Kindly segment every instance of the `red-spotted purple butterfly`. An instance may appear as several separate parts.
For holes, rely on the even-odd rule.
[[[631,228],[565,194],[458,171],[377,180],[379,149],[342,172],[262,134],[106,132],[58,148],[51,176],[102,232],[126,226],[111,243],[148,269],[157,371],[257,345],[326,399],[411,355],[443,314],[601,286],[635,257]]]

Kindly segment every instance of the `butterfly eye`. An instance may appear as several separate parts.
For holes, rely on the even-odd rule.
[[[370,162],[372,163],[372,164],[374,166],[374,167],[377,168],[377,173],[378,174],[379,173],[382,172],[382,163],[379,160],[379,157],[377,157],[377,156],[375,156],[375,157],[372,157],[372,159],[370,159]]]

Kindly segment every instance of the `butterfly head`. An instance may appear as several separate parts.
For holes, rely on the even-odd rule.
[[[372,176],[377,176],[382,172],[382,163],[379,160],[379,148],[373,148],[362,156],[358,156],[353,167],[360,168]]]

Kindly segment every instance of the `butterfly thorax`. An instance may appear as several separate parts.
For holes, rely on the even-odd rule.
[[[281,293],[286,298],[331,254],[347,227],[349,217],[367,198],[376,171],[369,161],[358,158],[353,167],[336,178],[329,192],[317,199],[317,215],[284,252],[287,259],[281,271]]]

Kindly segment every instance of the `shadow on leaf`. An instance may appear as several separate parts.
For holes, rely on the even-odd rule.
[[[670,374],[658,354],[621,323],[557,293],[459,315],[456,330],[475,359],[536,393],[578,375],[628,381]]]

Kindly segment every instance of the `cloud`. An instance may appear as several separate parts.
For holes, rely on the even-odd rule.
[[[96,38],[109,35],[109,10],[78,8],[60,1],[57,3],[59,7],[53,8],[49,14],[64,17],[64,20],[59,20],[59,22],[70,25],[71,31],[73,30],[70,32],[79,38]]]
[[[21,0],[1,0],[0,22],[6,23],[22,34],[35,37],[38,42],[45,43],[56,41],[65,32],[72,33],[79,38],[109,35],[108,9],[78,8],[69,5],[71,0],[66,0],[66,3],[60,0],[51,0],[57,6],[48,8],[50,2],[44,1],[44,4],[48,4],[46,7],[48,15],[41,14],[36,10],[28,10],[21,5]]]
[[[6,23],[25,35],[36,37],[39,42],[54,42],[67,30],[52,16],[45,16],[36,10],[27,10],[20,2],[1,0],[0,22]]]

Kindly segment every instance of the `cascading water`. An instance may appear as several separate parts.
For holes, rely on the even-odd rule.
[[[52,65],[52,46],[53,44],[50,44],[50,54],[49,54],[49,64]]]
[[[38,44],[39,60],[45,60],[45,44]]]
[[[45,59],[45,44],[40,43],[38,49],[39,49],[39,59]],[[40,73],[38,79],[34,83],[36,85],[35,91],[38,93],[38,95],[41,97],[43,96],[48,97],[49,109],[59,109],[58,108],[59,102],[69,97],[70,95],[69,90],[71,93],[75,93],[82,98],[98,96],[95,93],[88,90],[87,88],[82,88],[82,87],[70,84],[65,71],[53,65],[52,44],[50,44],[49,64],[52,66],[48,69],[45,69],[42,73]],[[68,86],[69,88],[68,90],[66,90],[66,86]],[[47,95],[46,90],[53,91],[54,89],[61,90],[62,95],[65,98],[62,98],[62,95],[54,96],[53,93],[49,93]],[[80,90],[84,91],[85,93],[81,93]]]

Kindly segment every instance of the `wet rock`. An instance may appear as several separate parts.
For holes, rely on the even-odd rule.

--------------------------------------------------

- [Условие задачи]: Соберите из списка выше все строки, в которых встречается слово «segment».

- [Решение упражнения]:
Kindly segment every instance of the `red-spotted purple butterfly`. An instance may appear as several separate parts.
Kindly segment every instance of the `butterfly eye`. An instance may appear as several separate parts.
Kindly segment every instance of the `butterfly head`. An instance may appear as several separate parts.
Kindly segment every instance of the `butterfly thorax`. An instance may appear as several separate parts.
Kindly segment every instance of the `shadow on leaf`. An instance may appear as several separate parts.
Kindly segment every instance of the `cloud`. An instance may appear as several separate parts.
Kindly segment every instance of the `cascading water`. An instance may appear as several separate parts.
Kindly segment every instance of the `wet rock`. An instance may appear as several separate parts.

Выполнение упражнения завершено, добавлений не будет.